• **Source passage**
□ □ □ □ □
As the woman chanted this fundamental story from the Torah, I read through the passage in English. And I was struck, not by Sarah’s relatability, but to her cruelty at a time of family celebration. Continue reading

Review of a Review: An Opportunistic, Back-Door Entrance to a Subject I’ve Been Avoiding (That Is, Black-Jewish Relations)

freedom seder

via emory.edu

Cord Jefferson begins his Bookforum review of Joshua Bloom and Waldo E Martin Jr.’s new book on the Black Panthers, Black Against Empire, with a seemingly off-topic invocation of American Jewry. “For years it’s been said in circles both polite and impolite,” Jefferson begins the piece, “and in ways both delicate and indelicate, that America’s blacks should learn to live more like America’s Jews.” Three paragraphs later, this observation’s relation to the Black Panthers, and to Bloom and Martin’s new book, finally becomes clear. “The book reminds us of how close we came to a world in which America’s blacks were, in fact, acting like the Jews. In the 1960s and ’70s, the Black Panthers tried very hard to build a nation in which black people were sectarian, autonomous, and prosperous in much the same way Jewish communities throughout the United States had been for decades. And for their efforts, the Panthers were sabotaged, prosecuted, and murdered.”
□ □ □ □ □
• **Dataset section**
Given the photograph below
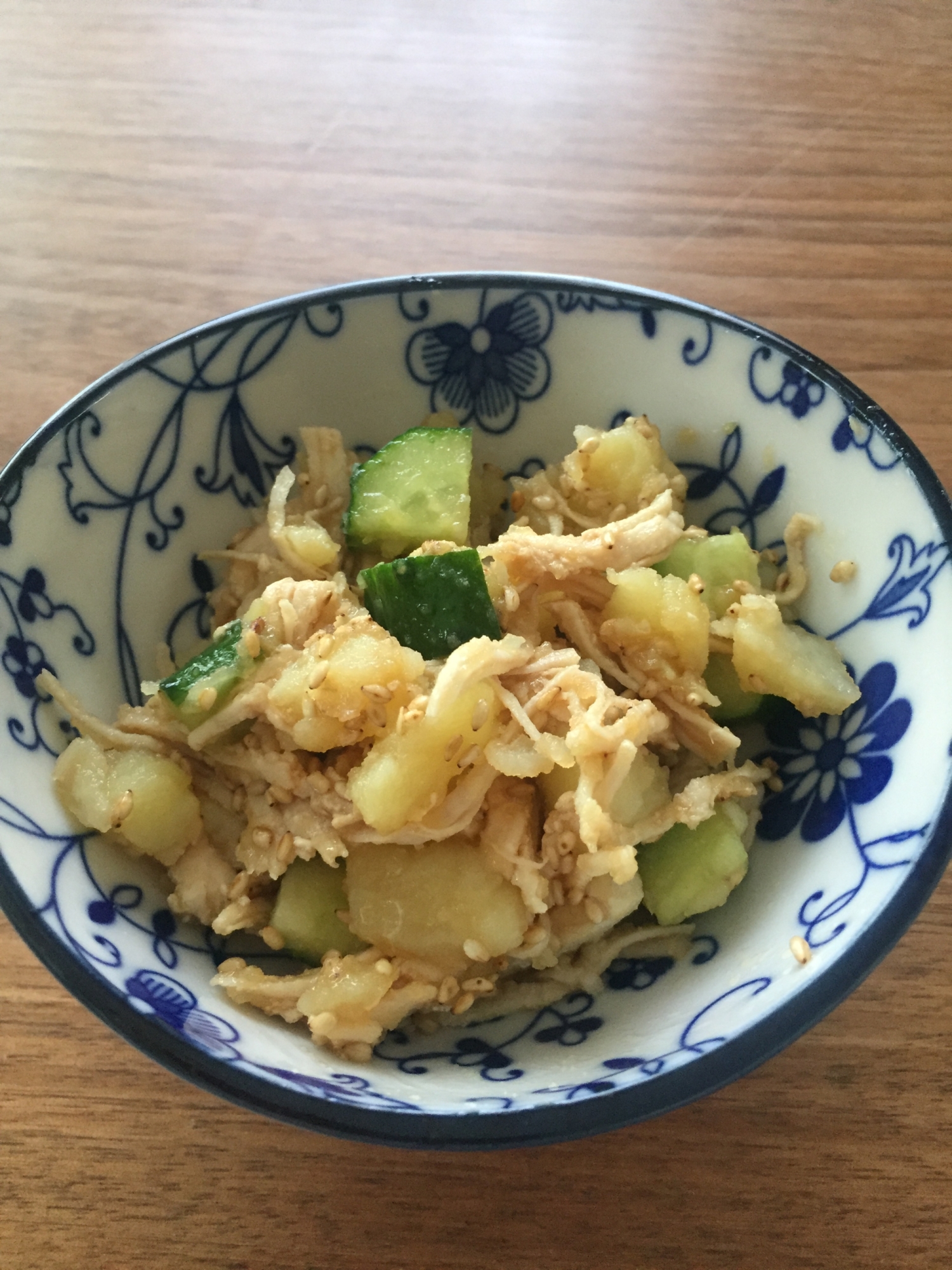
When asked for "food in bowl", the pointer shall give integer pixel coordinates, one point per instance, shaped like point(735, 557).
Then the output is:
point(459, 768)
□ □ □ □ □
• **Exercise tasks**
a - Answer these questions using the Black Panthers review excerpt:
(i) While the woman chanted, what did the writer read through in English?
(ii) Who wrote the Bookforum review?
(iii) What is the title of the new book by Joshua Bloom and Waldo E Martin Jr.?
b - From the Black Panthers review excerpt, reproduce the text from "As the woman" up to and including "(That Is, Black-Jewish Relations)".
c - What comes after the final sentence of the Black Panthers review excerpt? Write a continuation.
The listing is unrelated to the Black Panthers review excerpt and stands as separate material.

• **Per-task answers**
a -
(i) The passage, a fundamental story from the Torah
(ii) Cord Jefferson
(iii) Black Against Empire

b -
As the woman chanted this fundamental story from the Torah, I read through the passage in English. And I was struck, not by Sarah’s relatability, but to her cruelty at a time of family celebration. Continue reading

Review of a Review: An Opportunistic, Back-Door Entrance to a Subject I’ve Been Avoiding (That Is, Black-Jewish Relations)

c -
Now, I just sat down to eat a bagel and read my new Bookforum, and then I read this piece, and then I ran up here to write to you. For some time now I’ve been avoiding opening this very door, this door onto the world of comparative history and literature and cultural studies between Black and Jewish culture. I went to see Eugene Jarecki’s new documentary on the drug war, The House I Live In, and was surprised and excited to see it begin with Jarecki’s personal reflection’s on his family’s escape from the Holocaust. But then the movie was disappointing, so I didn’t write about it, and I didn’t do then what I’m going to do now, which is slide my own self into the frame and explain that my identity as a Jewish woman has so much to do with what I’m doing here, in this world of African-American Studies.

And then last week I bought Emily Raboteau’s book Searching for Zion, which I believe compares the African and Jewish diaspora experiences, through travels to Israel, Africa, the Carribbean, the Deep South. But I’m not sure, because I haven’t read it yet, though I wondered if, when I read it, I would feel compelled to tell you some true things about my identity.

You see, approaching this subject is hard for me because I’m in it. On this blog I have been honest and transparent insofar as I am a woman or a rap fan or a teacher or a writer but I have never really come out as a Jew. If you know me you already know, and if you don’t it hasn’t mattered. I could write with some privacy about Cornel West and James Baldwin and Philip Roth and Exodus and slavery and diaspora and freedom and stay as impartial as a squirrel in a distant tree but I’m not, I’m right here, and I’m Jewish.

Yesterday I read this piece on Tablet about the inscription on Ed Koch’s gravestone of slain journalist Daniel Pearl’s last words: “My mother is Jewish, my father is Jewish, I am Jewish.” A perfectly fine declaration of Jewish identity which I also could make. And then Koch’s headstone attributes these words thus: “(Daniel Pearl, 2002, just before he was beheaded by a Muslim terrorist.)”

How disgusting.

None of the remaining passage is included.